START Provided text
9:45 am - 10:30 am (Green Track)
Process representation using architectural forms: Accentuating the positive
Joshua Lubell, Craig Schlenoff, National Institute of Standards and Technology

The PSL (Process Specification Language) is a standard language for process specification that is intended to serve as an interlingua among process-related applications throughout the manufacturing life cycle. This interchange language is unique due to the formal semantic definitions (the ontology) that underlie the language. The PSL ontology is organized in modules, with a small set of core concepts and multiple extensions which add to the core. We are developing a mapping from the PSL semantic concepts to XML (Extensible Markup Language), using architectural forms to specify the relationship between the concepts in a process specification and the PSL core and extensions. An example demonstrates the usefulness of architectural forms for managing modular specifications, mapping non-PSL syntax to PSL terminology, and generating extension-specific data views. [Note: On PSL, see "Process Specification Language (PSL) and XML."]

11:00 am - 11:45 am (Blue Track)
Markup systems and text ontology
Allen Renear, Brown University Scholarly Technology Group

Different markup systems seem to imply different theories of what text "really is" — that is, different markup systems seem to imply different ontologies of text. This establishes a promising connection between work in markup systems and the recent use of ontologies as an analytic device in artificial intelligence and knowledge engineering. This talk discusses the ontological issues implicit (and explicit) in the history of markup systems, noting the arguments and counterexamples that seem to have driven the development of both the systems themselves, and theories about them, over the last thirty years.

11:00 am - 11:45 am (Green Track)
Literate programming in XML
Peter Pierrou, Excosoft AB (Sweden)

This paper introduces a programming environment which is based on hierarchical structure, links, and literate programming. This programming environment aims to increase productivity in large software construction projects. Literate programming in XML is good for productivity as it makes source code readable, provides an overview, and helps keep documentation consistent with the source code.
END Provided text
START Extracted material
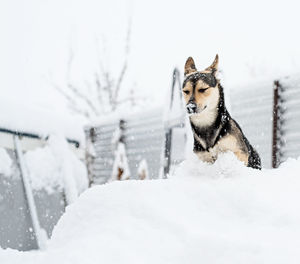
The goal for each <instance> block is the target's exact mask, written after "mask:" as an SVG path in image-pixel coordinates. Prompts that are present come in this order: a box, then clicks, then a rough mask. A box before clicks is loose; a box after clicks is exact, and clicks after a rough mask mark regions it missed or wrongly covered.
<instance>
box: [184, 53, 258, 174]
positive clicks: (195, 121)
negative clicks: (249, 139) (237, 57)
END Extracted material
> Tasks to complete:
**a.** Transcribe the conference program word for word, starting at "Different markup systems seem to imply different theories" and ending at "Excosoft AB (Sweden)".
**b.** Write the next part of the conference program, picking up after its last sentence.

> Answers for the exercise:
**a.**
Different markup systems seem to imply different theories of what text "really is" — that is, different markup systems seem to imply different ontologies of text. This establishes a promising connection between work in markup systems and the recent use of ontologies as an analytic device in artificial intelligence and knowledge engineering. This talk discusses the ontological issues implicit (and explicit) in the history of markup systems, noting the arguments and counterexamples that seem to have driven the development of both the systems themselves, and theories about them, over the last thirty years.

11:00 am - 11:45 am (Green Track)
Literate programming in XML
Peter Pierrou, Excosoft AB (Sweden)

**b.**
11:45 am - 12:30 pm (Blue Track)
Information Retrieval for XML: Requirements and technologies
Liam Quin, Barefoot Computing (Canada)

This paper discusses general issues in applying full text and other information retrieval strategies and technologies to documents marked up in XML or SGML, describing many of the particular problems and complications involved.

11:45 am - 12:30 pm (Green Track)
Version management as hypertext application
W. Eliot Kimber, ISOGEN-DataChannel, Steve Newcomb, TechnoTeacher, Inc., and Peter Newcomb, TechnoTeacher, Inc.

Presents a method for managing and tracking change of information objects over time that enables efficient and accurate maintenance and management of links among information objects. This methodology moves most of the burden of version management from the storage layer (e.g., RCS) to the semantic layer (link management). The paper outlines a system design that will guarantee that all references and their valid referents will remain validly connected together, both mechanically and semantically, across all versions of all resources in a revision-control-managed technical information set, at any scale, and at the lowest possible cost over the long term.

2:00 pm - 2:45 pm (Plenary)
Extensible stability, open standards, and other cameleopards
C. M. Sperberg-McQueen, World Wide Web Consortium/MIT Laboratory for Computer Science

One of the principal attractions of SGML and XML is that they are open standards, not owned by any one commercial entity. If open standards are better than proprietary ones, why is this so? What makes a standard open, and how do we make it so? How do we make standards stable enough to ensure interoperability, yet flexible enough not to suppress innovation? How do we manage to generate consensus on contentious technical issues without taking so much time that we miss the market window and produce standards only after they have become irrelevant? Do not come to this talk expecting answers.